DIRECTIONS FOR THIS TASK ▸ Write the rows from the line with "For the scoring pass, find every instance of the yellow" up to and including the line with "[[627, 357]]" as a two-column CSV with the headers text and answer. Give one line per row, and put each value in a single quoted field with its line breaks changed to spaces.

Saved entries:
[Begin]

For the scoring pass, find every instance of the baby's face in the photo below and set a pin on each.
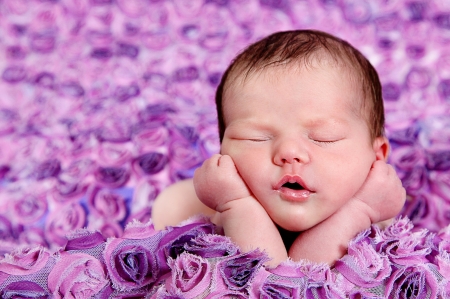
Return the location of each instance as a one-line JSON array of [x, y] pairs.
[[298, 142]]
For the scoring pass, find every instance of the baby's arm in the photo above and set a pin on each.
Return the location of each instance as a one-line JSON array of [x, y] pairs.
[[220, 187], [380, 198]]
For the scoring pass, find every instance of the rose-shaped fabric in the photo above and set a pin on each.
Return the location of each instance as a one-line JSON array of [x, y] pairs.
[[209, 246], [29, 208], [83, 240], [177, 238], [76, 275], [227, 294], [415, 282], [24, 289], [238, 271], [131, 264], [438, 159], [62, 221], [191, 275], [113, 177], [150, 163], [107, 204], [320, 281], [440, 184], [362, 265], [400, 228], [281, 289], [24, 261], [409, 250]]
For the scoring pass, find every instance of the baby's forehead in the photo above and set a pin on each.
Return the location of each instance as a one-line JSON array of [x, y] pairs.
[[272, 73]]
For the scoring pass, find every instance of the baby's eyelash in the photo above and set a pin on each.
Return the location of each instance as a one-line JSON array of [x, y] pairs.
[[325, 141]]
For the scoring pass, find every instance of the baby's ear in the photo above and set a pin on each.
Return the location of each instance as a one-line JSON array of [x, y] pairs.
[[381, 148]]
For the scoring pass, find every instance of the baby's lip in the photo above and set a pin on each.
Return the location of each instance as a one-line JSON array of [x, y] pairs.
[[292, 179]]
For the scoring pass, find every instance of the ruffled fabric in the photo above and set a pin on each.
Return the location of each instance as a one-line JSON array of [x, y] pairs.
[[105, 103], [193, 260]]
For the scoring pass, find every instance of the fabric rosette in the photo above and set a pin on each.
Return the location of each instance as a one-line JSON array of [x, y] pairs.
[[77, 275], [210, 246], [24, 289], [415, 282], [284, 281], [320, 281], [24, 261], [409, 250], [177, 238], [363, 265], [191, 275], [237, 272], [132, 263]]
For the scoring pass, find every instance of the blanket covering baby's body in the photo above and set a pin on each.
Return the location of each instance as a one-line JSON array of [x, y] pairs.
[[104, 103], [194, 260]]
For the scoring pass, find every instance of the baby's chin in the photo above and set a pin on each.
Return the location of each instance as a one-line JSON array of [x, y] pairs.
[[295, 227]]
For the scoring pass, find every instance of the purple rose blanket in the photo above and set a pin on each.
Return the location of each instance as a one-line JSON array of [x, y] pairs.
[[103, 103]]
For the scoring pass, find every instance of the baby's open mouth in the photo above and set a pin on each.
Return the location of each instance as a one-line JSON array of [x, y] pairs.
[[293, 186]]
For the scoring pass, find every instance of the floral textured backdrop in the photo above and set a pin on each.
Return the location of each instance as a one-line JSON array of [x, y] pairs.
[[103, 103]]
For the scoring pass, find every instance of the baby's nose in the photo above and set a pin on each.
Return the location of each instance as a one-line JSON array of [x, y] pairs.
[[290, 152]]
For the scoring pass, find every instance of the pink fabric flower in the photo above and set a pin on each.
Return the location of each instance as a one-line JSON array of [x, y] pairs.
[[238, 271], [363, 265], [24, 261], [62, 221], [416, 282], [191, 275], [76, 275]]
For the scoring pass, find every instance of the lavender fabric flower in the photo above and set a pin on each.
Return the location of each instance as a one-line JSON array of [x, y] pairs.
[[131, 265], [209, 246], [416, 282], [175, 241], [363, 266], [191, 275], [24, 261], [238, 271], [107, 204], [63, 221], [79, 275]]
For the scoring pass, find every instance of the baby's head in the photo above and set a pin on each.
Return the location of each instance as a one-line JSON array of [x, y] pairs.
[[303, 48], [301, 115]]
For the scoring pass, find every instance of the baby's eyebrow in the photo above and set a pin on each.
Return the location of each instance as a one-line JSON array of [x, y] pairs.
[[325, 122]]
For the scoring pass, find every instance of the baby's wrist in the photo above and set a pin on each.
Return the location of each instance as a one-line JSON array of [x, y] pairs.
[[361, 212]]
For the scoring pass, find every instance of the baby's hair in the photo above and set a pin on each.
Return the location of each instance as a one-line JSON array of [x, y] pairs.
[[306, 46]]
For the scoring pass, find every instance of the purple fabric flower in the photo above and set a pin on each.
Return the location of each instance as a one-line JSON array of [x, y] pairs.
[[107, 204], [83, 240], [209, 246], [238, 271], [362, 265], [112, 177], [131, 264], [24, 261], [415, 282], [191, 275], [151, 163], [409, 250], [440, 184], [29, 208], [319, 281], [76, 275], [177, 238], [24, 289], [62, 221]]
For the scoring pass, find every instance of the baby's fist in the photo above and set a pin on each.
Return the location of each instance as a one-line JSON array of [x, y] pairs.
[[218, 182], [382, 192]]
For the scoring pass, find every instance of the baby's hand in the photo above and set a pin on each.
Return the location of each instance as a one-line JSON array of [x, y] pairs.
[[218, 182], [382, 192]]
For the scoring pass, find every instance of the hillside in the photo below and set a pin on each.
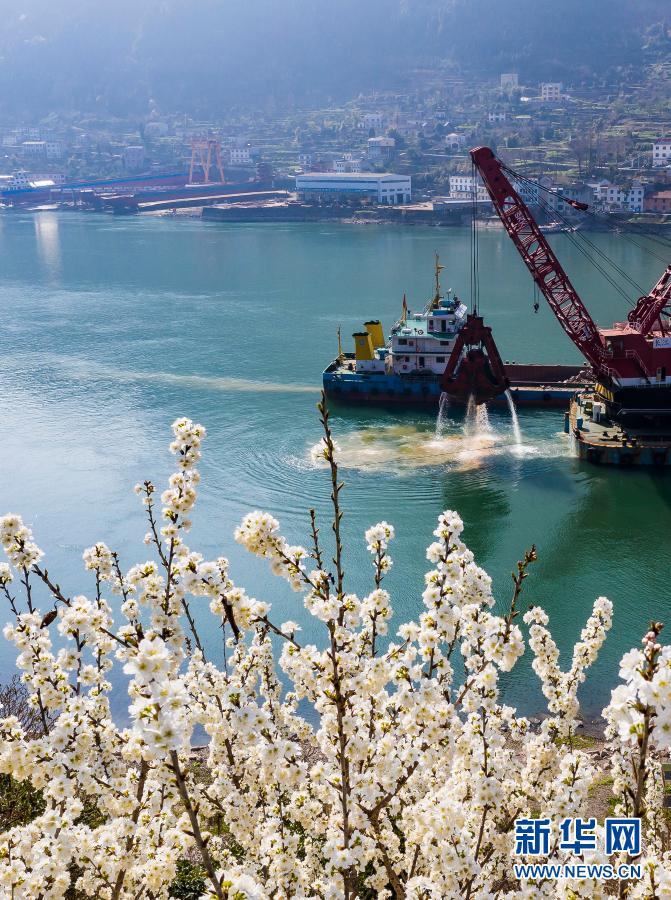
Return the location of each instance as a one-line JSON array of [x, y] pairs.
[[84, 55]]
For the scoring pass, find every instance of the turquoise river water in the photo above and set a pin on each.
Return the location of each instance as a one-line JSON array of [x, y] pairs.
[[112, 327]]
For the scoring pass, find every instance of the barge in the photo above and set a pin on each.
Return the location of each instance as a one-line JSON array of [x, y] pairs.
[[436, 351], [603, 441]]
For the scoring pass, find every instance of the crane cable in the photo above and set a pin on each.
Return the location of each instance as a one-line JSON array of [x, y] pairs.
[[628, 230], [572, 233], [475, 252]]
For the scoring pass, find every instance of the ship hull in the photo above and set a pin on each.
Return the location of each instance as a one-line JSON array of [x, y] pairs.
[[541, 387]]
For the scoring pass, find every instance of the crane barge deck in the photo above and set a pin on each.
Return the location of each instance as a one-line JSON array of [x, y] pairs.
[[447, 349]]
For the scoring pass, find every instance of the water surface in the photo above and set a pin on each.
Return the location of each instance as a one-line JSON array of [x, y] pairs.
[[113, 327]]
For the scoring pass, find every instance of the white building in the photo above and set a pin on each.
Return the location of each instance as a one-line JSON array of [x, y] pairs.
[[383, 188], [509, 80], [462, 187], [34, 149], [613, 196], [661, 152], [240, 156], [454, 141], [133, 158], [372, 120], [551, 90], [55, 149], [346, 163], [381, 148]]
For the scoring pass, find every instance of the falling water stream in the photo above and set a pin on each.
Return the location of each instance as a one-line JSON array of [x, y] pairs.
[[442, 418], [517, 431]]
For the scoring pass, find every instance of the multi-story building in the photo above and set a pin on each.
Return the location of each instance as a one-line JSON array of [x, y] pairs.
[[454, 141], [375, 121], [661, 152], [34, 149], [55, 149], [133, 158], [346, 163], [550, 90], [382, 188], [462, 187], [509, 80], [660, 201], [613, 196], [240, 156], [381, 148]]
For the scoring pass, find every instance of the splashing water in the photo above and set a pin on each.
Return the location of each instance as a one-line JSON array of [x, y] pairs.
[[517, 431], [442, 417], [476, 420]]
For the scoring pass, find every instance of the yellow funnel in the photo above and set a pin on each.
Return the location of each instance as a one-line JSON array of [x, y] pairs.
[[374, 329], [363, 346]]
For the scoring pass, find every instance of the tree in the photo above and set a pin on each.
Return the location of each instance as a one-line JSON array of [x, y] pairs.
[[415, 777]]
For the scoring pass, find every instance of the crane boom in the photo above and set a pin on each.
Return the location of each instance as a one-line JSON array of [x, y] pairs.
[[545, 268], [648, 309]]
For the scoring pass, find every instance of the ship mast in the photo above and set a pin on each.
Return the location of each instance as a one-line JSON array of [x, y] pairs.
[[437, 297]]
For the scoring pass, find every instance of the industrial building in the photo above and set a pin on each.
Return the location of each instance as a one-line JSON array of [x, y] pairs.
[[383, 188]]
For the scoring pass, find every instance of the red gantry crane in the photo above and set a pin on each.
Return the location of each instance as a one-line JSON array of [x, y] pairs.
[[632, 359]]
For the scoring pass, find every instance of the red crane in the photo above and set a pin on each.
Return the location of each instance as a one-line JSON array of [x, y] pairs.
[[627, 357]]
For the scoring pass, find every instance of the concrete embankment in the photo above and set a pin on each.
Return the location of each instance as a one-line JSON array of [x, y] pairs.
[[299, 212]]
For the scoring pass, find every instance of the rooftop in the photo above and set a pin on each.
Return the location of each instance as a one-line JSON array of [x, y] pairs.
[[351, 176]]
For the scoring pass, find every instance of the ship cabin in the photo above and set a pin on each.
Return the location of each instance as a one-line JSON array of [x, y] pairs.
[[422, 342]]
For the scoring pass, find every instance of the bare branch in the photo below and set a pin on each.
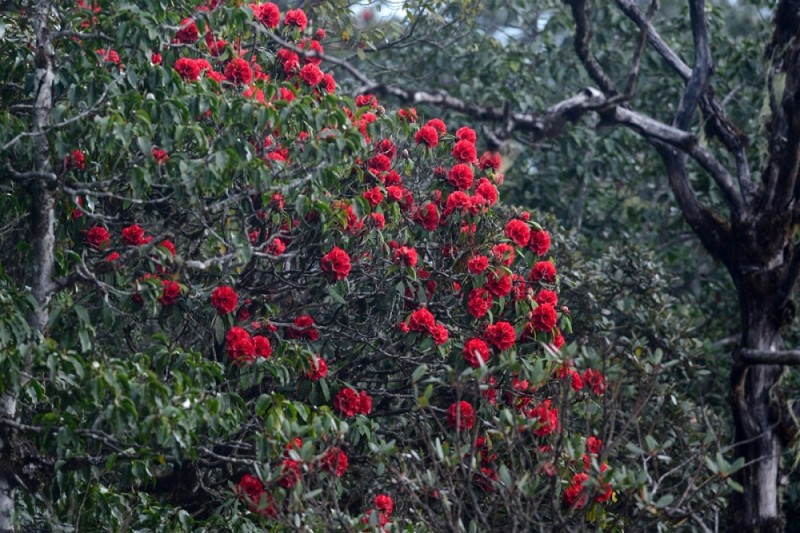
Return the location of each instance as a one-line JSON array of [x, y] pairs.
[[780, 357]]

[End]

RESPONSE FOR THIS EXERCISE ▸
text,answer
"For the scoring pass, find every instance of the yellow funnel in the photo above and set a pin on each. Return the location of each instance as a one-line JSON array of [x, y] pairs.","[[374, 329], [363, 346]]"
"For the scoring pass, find every instance of the tree in the photo above and set a pin on each. Return the location of each instance as a one-line JSON array of [x, y] pairs.","[[415, 777]]"
"For the scoring pass, find every instance of the crane boom in the photo above and set a pin on each. Return the location of each instance as a one-line JSON array of [x, y] pairs.","[[545, 268], [648, 309]]"
"For the scoring pass, find every instance of the ship mast in the photo above and set a pin on each. Return the location of each instance as a one-line JSON array of [x, y] pairs.","[[437, 297]]"
"For the scoring pass, find every instance of the industrial building in the photo above and set a pin on each. Return the location of each instance as a one-line JSON array of [x, y] pairs.","[[383, 188]]"
"For the scoring pass, find every instance of the red gantry crane in the photo above and set a pin on each. Return the location of each instance as a one-line JSON array of [x, y] pairs.","[[632, 359]]"
"For the scoring pass, find every instance of the red crane in the photo above and set a pin on each. Return the location of each instance as a one-line JSON array of [x, y] pairs.","[[627, 357]]"